* **PAGE EXTRACT**:
Loading train data finished in 2.644s
Loading test data finished in 1.575s


#### Merge train and test
Save our time on duplicating logics for train and test and will also ensure the transformations applied on train and test are the same.

In [6]:
full_data=pd.concat([train_data,test_data])
del( train_data, test_data)
print ("Full Data set created.")

Full Data set created.


In [7]:
data_types = full_data.dtypes  
cat_cols = list(data_types[data_types=='object'].index)
num_cols = list(data_types[data_types=='int64'].index) + list(data_types[data_types=='float64'].index)

id_col = 'id'
target_col = 'loss'
num_cols.remove('id')
num_cols.remove('loss')

## Numeric features

Two preprocessings on numeric features are applied:

1. Apply box-cox transformations for skewed numeric features.

2. Scale numeric features so they will fall in the range between 0 and 1.

In [8]:
skewed_cols = full_data[num_cols].apply(lambda x: skew(x.dropna()))

SSL = preprocessing.StandardScaler()
skewed_cols = skewed_cols[skewed_cols > 0.25].index.values
for skewed_col in skewed_cols:
    full_data[skewed_col], lam = boxcox(full_data[skewed_col] + 1)
for num_col in num_cols:
    full_data[num_col] = SSL.fit_transform(full_data[num_col].values.reshape(-1,1))

# Model LE Coding
### Categorical features
1. Label Encoding (Factorizing)

In [9]:
LBL = preprocessing.LabelEncoder()
start=time.time()
for cat_col in cat_cols:
    full_data[cat_col] = LBL.fit_transform(full_data[cat_col])
print ('Label enconding finished in %f seconds' % (time.time()-start))

Label enconding finished in 34.448849 seconds


In [10]:
lift = 200

train_x = full_data[:train_size].drop(['loss','id'], axis=1).values
test_x = full_data[train_size:].drop(['loss','id'], axis=1).values
train_y = np.log(full_data[:train_size].loss.values + lift)

* **EXERCISE DATA**:
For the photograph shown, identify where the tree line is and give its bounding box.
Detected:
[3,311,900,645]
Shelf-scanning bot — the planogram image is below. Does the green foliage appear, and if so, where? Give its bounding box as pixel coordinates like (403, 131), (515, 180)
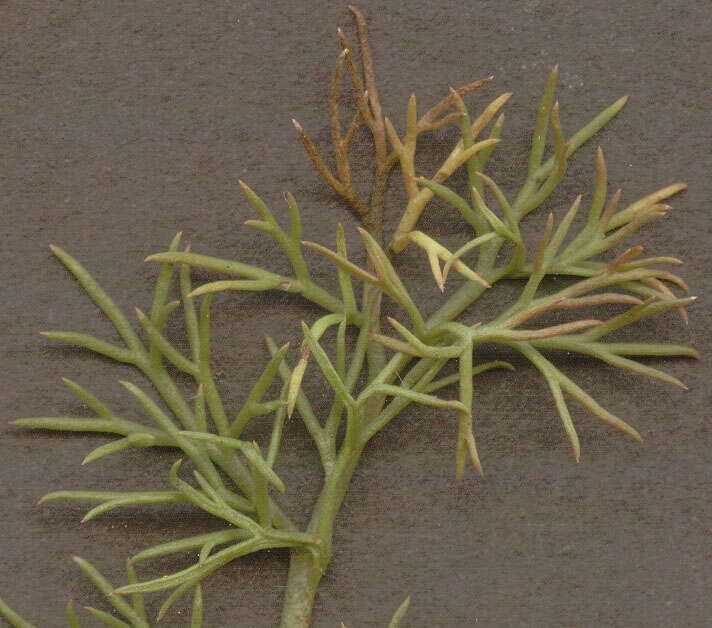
(0, 9), (697, 628)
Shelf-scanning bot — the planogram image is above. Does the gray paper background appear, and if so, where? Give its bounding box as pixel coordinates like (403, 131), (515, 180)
(0, 0), (712, 628)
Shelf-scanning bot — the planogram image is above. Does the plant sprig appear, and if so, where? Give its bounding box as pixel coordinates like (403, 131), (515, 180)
(0, 7), (698, 628)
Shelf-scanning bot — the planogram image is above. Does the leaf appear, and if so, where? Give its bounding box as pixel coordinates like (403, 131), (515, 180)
(49, 245), (144, 354)
(72, 556), (149, 628)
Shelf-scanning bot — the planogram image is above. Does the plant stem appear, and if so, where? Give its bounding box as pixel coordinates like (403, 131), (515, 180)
(280, 444), (363, 628)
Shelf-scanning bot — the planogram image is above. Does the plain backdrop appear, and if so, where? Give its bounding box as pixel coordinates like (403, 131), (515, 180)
(0, 0), (712, 628)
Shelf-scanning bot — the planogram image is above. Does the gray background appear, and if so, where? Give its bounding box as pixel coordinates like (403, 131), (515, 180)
(0, 0), (712, 628)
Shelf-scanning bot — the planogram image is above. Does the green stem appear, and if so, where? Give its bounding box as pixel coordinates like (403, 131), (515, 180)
(280, 445), (363, 628)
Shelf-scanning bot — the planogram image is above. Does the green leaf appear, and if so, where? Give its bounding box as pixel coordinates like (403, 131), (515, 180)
(82, 433), (156, 464)
(72, 556), (149, 628)
(84, 606), (132, 628)
(65, 600), (81, 628)
(130, 529), (251, 563)
(114, 538), (272, 599)
(179, 432), (285, 493)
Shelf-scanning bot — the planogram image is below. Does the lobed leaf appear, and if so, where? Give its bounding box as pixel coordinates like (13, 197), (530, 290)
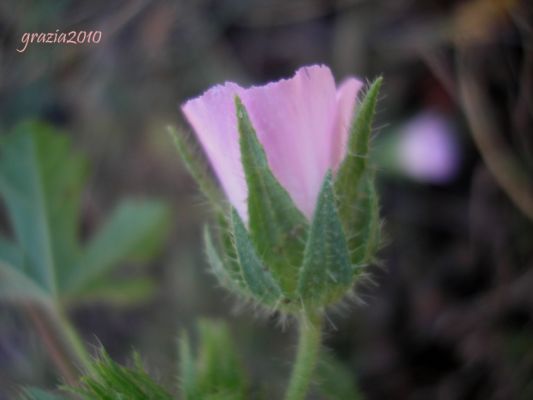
(0, 122), (169, 301)
(235, 97), (308, 297)
(62, 200), (170, 293)
(0, 122), (87, 296)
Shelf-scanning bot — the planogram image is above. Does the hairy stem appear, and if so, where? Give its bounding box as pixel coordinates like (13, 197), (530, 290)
(285, 314), (322, 400)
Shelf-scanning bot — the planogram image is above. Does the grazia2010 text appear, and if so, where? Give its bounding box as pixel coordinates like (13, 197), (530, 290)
(17, 29), (102, 53)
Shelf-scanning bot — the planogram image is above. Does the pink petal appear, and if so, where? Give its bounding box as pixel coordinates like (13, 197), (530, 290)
(332, 78), (363, 170)
(182, 82), (248, 221)
(182, 66), (362, 221)
(238, 66), (336, 217)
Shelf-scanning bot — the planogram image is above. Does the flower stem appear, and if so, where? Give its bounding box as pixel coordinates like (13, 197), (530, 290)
(285, 314), (322, 400)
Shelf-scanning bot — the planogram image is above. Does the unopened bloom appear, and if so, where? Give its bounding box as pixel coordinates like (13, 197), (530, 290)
(182, 65), (362, 221)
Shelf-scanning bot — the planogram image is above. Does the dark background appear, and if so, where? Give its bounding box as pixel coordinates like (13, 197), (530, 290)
(0, 0), (533, 400)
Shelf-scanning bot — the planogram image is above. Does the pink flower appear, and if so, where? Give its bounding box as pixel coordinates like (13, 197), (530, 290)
(398, 111), (460, 183)
(182, 65), (362, 221)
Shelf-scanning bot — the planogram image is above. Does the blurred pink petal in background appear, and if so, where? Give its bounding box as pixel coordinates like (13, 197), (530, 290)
(397, 111), (460, 183)
(182, 65), (362, 221)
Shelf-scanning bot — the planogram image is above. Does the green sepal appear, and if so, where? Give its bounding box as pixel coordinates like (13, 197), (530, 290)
(235, 97), (308, 296)
(298, 172), (353, 307)
(204, 226), (251, 297)
(335, 77), (383, 264)
(231, 209), (282, 306)
(348, 171), (381, 273)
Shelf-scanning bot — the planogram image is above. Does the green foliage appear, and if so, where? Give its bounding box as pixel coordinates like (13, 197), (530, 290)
(315, 352), (363, 400)
(0, 122), (169, 304)
(21, 388), (66, 400)
(235, 98), (308, 297)
(204, 227), (250, 297)
(298, 172), (353, 308)
(335, 78), (383, 265)
(232, 210), (281, 306)
(176, 78), (382, 314)
(179, 320), (248, 400)
(167, 126), (223, 214)
(64, 349), (173, 400)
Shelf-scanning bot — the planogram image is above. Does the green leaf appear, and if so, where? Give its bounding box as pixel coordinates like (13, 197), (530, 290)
(63, 277), (157, 306)
(179, 332), (199, 400)
(204, 226), (250, 297)
(232, 209), (282, 306)
(0, 122), (169, 302)
(64, 200), (170, 293)
(0, 122), (87, 296)
(350, 171), (381, 273)
(167, 126), (228, 214)
(63, 349), (172, 400)
(235, 97), (308, 297)
(22, 388), (66, 400)
(179, 320), (248, 400)
(0, 261), (50, 302)
(298, 172), (352, 307)
(315, 352), (363, 400)
(335, 78), (383, 264)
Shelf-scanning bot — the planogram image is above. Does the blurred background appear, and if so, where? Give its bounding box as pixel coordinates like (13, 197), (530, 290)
(0, 0), (533, 400)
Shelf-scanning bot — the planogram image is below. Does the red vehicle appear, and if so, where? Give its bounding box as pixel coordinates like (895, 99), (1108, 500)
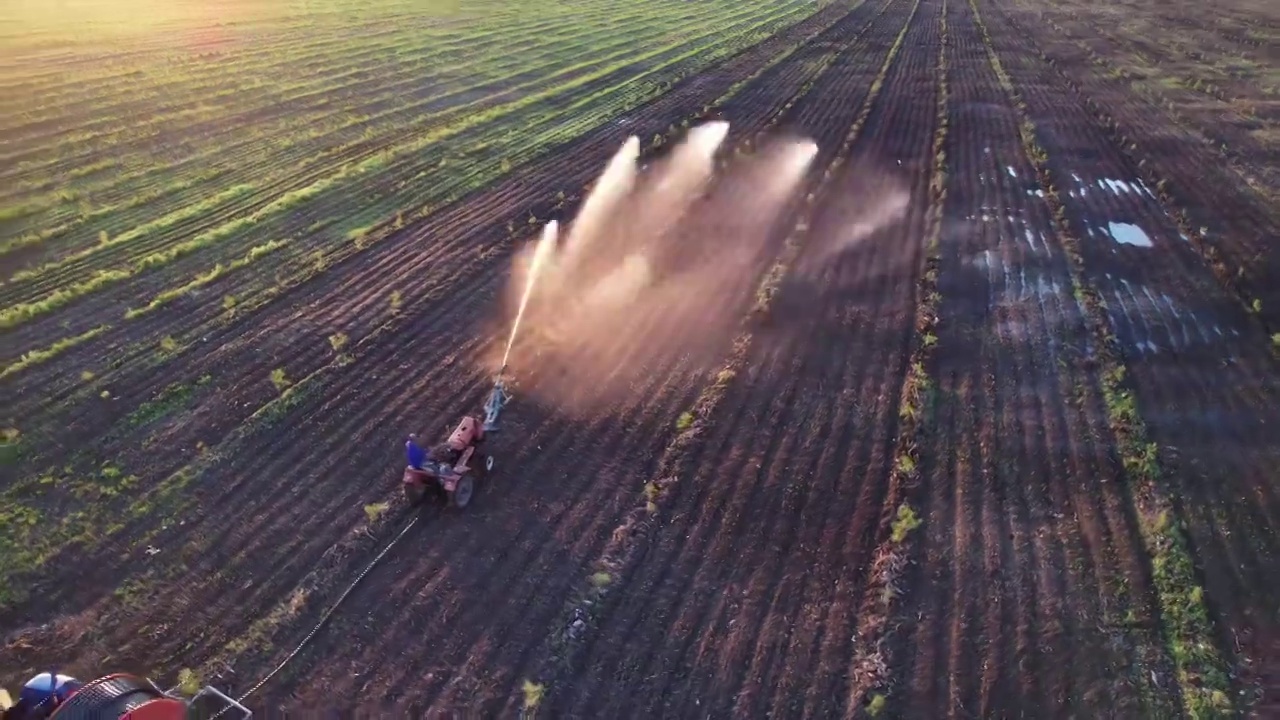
(402, 415), (493, 507)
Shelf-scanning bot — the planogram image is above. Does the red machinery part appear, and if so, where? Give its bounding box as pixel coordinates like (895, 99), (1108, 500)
(50, 673), (187, 720)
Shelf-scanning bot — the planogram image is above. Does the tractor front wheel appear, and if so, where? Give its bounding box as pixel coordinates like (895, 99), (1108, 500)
(449, 475), (475, 509)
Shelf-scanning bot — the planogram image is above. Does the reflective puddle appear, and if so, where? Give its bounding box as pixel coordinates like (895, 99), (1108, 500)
(1107, 223), (1152, 247)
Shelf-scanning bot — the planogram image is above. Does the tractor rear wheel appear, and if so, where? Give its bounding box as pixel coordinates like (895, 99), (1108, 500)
(449, 475), (475, 509)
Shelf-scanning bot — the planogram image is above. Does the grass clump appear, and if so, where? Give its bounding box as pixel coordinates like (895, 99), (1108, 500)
(520, 680), (547, 712)
(271, 368), (293, 395)
(365, 502), (390, 523)
(178, 667), (204, 697)
(891, 502), (923, 542)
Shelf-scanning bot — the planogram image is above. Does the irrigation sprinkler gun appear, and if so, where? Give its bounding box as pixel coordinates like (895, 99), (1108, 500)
(484, 365), (511, 433)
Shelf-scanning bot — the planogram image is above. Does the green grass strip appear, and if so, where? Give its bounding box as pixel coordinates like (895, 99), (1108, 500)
(969, 0), (1235, 720)
(0, 325), (111, 379)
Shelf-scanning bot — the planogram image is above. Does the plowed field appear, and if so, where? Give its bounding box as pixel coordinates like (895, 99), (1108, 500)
(0, 0), (1280, 719)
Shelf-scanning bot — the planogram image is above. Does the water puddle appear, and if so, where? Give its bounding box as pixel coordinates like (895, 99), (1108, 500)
(1107, 223), (1152, 247)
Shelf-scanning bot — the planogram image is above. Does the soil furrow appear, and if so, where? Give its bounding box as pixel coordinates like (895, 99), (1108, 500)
(535, 0), (936, 715)
(983, 0), (1280, 666)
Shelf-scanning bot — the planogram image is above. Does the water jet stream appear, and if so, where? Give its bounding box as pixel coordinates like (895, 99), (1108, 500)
(502, 220), (559, 368)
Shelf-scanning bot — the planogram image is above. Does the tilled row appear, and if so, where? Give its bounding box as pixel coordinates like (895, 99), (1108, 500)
(524, 3), (937, 716)
(5, 0), (805, 352)
(0, 0), (835, 474)
(217, 0), (921, 710)
(993, 0), (1280, 333)
(895, 1), (1167, 716)
(0, 0), (870, 691)
(0, 5), (711, 278)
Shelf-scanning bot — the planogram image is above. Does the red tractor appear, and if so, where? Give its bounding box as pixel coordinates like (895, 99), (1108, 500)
(402, 415), (493, 507)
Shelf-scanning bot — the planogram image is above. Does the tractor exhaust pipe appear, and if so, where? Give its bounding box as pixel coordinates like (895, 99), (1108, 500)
(484, 365), (511, 433)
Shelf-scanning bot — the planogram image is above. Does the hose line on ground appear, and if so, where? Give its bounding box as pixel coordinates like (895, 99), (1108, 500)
(212, 515), (421, 720)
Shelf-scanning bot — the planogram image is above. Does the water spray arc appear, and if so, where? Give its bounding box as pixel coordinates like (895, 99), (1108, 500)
(484, 220), (559, 432)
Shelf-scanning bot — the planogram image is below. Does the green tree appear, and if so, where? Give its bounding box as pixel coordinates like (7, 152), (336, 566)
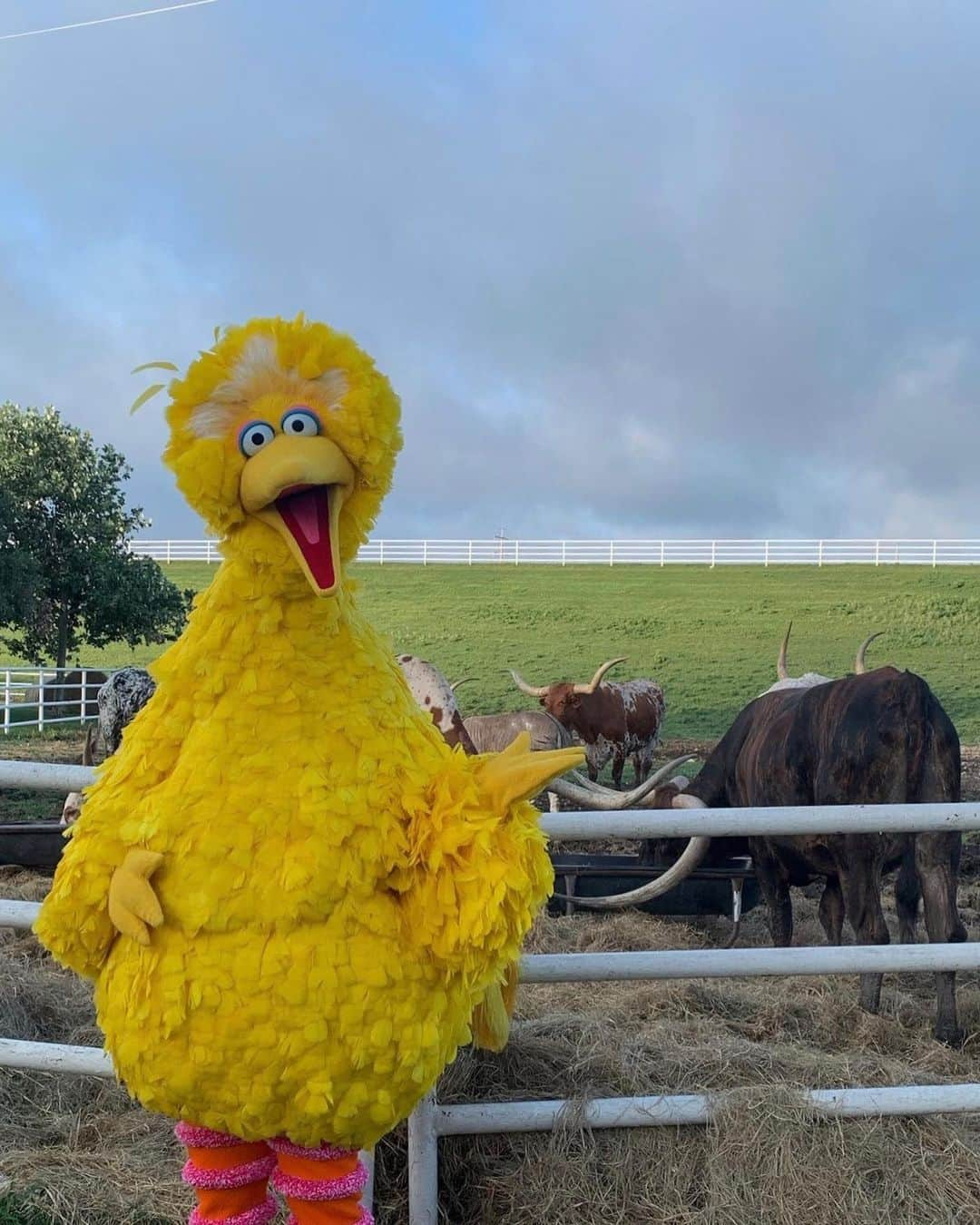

* **TASK REQUIREMENTS**:
a - Write out the passage of the preprocessing notebook excerpt from "1. Apply box-cox" up to and including "boxcox(full_data[skewed_col] + 1)".
b - Edit the listing from the line with "Does the plain" up to and including the line with "(280, 445), (363, 628)", replacing "Shelf-scanning bot" with "Aisle-scanning robot" and changing nothing else. Give only those lines.

* **ANSWERS BELOW**:
a -
1. Apply box-cox transformations for skewed numeric features.

2. Scale numeric features so they will fall in the range between 0 and 1.

In [8]:
skewed_cols = full_data[num_cols].apply(lambda x: skew(x.dropna()))

SSL = preprocessing.StandardScaler()
skewed_cols = skewed_cols[skewed_cols > 0.25].index.values
for skewed_col in skewed_cols:
    full_data[skewed_col], lam = boxcox(full_data[skewed_col] + 1)

b -
Aisle-scanning robot — the planogram image is above. Does the plain backdrop appear, and if so, where? Give its bounding box as pixel coordinates like (403, 131), (515, 180)
(0, 0), (712, 628)
Aisle-scanning robot — the planogram image is above. Does the gray background appear, and if so, where? Give its bounding box as pixel coordinates like (403, 131), (515, 180)
(0, 0), (712, 628)
Aisle-scanning robot — the planogram image is above. Does the green stem appear, and if so, where? Give its bounding box as pixel coordinates like (403, 131), (515, 180)
(280, 445), (363, 628)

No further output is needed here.